Aim
Convert the items below, from the line with "Target: sandy ground" through the line with "[[[256,143],[256,74],[140,77],[0,95],[0,143]]]", into a two-column CSV headed input,output. Give one row per item, with its text and its answer each in a single quoted field and line breaks replaced by spaces.

Rows

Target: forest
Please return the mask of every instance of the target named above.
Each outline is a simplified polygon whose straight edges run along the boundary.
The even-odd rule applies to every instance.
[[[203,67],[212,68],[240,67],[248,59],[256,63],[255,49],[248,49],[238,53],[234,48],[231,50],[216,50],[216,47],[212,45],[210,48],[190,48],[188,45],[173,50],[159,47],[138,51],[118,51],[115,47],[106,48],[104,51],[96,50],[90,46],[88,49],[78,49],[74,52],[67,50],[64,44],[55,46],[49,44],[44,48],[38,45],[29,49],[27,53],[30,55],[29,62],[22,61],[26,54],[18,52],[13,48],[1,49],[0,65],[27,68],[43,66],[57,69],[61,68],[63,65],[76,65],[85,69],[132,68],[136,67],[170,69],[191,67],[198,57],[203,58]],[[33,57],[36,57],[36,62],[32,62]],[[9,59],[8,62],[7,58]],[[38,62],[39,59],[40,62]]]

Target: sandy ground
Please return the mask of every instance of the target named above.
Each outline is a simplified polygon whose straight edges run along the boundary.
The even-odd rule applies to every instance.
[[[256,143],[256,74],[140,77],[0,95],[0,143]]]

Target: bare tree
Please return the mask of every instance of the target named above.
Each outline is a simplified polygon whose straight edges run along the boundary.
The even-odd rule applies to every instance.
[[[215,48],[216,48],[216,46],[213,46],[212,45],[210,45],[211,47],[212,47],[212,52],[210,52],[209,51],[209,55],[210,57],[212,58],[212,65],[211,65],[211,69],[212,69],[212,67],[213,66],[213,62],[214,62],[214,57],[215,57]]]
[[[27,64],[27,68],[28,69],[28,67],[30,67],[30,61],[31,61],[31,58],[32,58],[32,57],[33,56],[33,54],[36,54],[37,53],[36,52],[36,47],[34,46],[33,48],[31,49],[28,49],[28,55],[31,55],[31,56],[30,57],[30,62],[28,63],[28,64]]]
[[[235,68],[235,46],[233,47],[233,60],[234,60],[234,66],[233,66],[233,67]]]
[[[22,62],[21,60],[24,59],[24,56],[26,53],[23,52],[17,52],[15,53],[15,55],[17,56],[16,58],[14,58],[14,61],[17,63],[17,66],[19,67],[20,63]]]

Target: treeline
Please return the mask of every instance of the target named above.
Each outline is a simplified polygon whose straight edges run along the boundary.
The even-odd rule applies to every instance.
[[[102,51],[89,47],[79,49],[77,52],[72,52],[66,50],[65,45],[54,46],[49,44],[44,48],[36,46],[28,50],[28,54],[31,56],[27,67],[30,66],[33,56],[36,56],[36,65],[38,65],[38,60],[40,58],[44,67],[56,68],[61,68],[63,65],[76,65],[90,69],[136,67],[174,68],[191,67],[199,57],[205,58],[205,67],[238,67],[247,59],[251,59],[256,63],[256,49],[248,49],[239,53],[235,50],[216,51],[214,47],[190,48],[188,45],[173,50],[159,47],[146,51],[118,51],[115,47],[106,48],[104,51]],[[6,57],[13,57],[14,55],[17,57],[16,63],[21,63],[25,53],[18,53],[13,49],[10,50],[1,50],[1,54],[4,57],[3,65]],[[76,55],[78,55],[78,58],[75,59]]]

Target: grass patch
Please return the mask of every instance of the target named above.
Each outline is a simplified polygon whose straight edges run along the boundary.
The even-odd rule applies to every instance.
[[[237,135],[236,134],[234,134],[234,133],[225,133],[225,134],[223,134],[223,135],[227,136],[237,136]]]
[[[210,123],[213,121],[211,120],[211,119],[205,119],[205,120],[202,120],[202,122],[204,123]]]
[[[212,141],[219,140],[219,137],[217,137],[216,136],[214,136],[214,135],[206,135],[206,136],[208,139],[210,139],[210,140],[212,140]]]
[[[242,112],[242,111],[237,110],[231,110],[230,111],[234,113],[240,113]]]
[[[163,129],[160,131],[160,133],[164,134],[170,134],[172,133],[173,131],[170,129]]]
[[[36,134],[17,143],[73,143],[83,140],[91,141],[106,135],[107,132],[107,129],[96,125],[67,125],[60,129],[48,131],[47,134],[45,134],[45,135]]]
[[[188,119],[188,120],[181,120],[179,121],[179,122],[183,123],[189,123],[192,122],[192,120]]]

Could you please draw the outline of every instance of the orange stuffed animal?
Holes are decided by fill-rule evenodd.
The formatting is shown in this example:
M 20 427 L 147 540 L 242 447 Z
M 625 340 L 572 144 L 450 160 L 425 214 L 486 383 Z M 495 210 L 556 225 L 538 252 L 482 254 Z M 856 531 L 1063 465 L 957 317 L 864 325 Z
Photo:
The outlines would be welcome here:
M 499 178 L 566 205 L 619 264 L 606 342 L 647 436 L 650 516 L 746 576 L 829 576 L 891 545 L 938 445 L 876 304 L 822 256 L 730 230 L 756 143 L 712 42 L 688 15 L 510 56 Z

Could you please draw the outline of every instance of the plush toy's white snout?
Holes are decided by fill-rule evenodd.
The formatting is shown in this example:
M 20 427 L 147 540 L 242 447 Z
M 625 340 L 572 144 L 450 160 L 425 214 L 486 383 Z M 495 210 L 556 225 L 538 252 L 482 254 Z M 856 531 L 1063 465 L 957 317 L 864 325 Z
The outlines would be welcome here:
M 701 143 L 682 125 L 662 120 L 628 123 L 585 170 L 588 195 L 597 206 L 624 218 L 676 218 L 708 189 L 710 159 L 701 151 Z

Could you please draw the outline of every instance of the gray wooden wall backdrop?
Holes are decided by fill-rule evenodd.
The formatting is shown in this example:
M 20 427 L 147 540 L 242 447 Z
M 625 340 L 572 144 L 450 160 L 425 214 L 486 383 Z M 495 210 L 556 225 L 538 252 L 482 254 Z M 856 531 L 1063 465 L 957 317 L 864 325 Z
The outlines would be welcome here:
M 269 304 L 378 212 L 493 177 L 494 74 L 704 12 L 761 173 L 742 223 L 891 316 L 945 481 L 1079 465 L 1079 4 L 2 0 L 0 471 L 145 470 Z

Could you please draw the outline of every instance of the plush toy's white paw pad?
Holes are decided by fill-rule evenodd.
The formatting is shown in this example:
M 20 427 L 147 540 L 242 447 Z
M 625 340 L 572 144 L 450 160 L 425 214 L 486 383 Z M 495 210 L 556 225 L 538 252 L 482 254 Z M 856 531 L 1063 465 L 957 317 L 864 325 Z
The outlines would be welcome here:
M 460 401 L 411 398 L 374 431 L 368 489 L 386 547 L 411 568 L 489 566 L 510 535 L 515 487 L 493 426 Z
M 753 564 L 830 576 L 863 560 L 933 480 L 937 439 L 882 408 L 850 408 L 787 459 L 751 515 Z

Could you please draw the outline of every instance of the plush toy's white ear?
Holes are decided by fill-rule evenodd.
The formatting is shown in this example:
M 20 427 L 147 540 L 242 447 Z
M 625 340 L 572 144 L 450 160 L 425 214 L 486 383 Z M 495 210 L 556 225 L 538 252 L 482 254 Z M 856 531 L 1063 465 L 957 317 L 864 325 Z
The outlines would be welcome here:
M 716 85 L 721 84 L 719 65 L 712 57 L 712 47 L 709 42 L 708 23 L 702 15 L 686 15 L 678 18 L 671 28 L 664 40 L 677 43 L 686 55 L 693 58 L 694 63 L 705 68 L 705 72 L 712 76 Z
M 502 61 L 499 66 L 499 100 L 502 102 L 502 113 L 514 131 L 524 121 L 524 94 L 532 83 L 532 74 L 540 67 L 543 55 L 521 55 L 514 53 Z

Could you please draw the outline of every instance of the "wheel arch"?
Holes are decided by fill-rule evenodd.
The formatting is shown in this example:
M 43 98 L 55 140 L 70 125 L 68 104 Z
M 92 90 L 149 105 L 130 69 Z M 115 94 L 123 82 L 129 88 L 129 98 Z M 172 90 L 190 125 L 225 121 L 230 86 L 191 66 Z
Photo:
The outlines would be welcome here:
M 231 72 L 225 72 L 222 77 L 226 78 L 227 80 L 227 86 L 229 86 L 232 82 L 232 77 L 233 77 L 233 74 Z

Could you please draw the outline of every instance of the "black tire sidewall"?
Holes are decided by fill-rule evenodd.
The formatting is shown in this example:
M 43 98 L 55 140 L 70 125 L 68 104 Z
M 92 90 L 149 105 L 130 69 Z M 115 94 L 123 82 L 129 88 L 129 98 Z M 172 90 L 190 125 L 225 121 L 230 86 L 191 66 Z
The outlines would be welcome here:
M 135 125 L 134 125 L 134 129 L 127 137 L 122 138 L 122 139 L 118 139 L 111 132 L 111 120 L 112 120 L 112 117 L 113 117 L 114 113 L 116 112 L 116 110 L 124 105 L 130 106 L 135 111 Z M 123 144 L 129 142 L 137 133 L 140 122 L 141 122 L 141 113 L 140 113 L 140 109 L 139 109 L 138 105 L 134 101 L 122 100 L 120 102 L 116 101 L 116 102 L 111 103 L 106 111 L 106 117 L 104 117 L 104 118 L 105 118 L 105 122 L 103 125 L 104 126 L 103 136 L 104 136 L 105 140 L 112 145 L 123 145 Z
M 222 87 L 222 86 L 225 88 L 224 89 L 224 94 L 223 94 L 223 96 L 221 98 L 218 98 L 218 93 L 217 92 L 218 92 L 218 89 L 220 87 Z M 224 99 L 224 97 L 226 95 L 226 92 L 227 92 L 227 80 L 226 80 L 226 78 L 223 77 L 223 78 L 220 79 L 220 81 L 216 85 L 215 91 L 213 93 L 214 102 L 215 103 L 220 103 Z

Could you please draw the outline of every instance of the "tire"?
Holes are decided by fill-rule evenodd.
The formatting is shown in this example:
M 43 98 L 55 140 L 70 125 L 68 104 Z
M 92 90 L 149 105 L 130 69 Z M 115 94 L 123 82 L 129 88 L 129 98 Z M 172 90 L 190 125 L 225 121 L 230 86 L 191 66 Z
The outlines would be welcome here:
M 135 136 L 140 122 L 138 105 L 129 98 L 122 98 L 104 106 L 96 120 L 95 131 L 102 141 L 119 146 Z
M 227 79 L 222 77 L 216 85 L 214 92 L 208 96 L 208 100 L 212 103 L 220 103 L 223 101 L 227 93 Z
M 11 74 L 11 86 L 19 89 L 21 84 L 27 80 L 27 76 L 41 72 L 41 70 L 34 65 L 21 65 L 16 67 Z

Full output
input,output
"Target: sandy ground Please return the mask of every instance of the target named above. Each outline is a simplified polygon whose straight edges run along the boundary. The even-odd rule applies to every instance.","[[[256,143],[256,74],[140,77],[0,95],[0,143]]]"